* [Data shown]

>>>

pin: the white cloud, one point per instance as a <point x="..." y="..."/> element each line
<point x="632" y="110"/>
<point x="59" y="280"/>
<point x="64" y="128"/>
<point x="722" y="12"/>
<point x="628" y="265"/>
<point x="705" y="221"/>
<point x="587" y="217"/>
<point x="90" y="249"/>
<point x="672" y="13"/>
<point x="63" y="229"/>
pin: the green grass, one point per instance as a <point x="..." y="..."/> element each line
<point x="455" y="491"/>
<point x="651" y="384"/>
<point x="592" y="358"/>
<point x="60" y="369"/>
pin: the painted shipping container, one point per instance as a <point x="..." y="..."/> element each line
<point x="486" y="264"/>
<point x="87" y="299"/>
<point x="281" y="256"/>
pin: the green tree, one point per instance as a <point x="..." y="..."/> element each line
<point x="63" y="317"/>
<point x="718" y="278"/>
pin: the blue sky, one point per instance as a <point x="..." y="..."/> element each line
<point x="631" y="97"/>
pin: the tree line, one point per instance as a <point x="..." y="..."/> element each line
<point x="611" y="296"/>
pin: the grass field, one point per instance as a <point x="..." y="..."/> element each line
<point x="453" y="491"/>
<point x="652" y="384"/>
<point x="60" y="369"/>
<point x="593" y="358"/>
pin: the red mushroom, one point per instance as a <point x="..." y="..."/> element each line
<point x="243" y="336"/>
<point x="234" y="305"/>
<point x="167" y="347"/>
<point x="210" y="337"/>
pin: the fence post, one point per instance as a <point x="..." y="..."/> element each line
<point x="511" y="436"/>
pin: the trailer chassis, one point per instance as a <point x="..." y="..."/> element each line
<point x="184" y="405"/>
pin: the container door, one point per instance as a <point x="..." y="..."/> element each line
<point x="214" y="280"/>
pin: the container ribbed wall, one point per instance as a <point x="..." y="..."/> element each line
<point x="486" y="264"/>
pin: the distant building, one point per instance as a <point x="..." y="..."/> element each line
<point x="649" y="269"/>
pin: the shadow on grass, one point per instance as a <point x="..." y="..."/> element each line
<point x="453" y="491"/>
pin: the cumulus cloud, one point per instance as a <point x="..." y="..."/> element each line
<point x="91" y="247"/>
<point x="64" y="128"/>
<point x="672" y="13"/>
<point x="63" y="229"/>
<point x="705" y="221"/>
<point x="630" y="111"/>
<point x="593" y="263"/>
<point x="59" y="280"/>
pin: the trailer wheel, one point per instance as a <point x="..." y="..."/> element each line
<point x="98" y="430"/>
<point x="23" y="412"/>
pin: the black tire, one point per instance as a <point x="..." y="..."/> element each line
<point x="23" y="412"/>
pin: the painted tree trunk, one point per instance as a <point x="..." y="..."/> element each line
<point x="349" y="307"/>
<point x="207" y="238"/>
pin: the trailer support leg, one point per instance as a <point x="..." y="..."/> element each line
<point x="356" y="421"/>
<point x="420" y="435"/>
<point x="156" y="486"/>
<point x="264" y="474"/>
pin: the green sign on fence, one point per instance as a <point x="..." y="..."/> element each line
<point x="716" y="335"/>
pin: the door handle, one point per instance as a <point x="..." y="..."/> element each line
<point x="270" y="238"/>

<<<

* [Exercise description] Only the lines from the one that contains "pin: the door" to the end of the data should be output, exactly as they appear.

* [Written answer]
pin: the door handle, one point per instance as a <point x="..." y="..."/> element each line
<point x="270" y="238"/>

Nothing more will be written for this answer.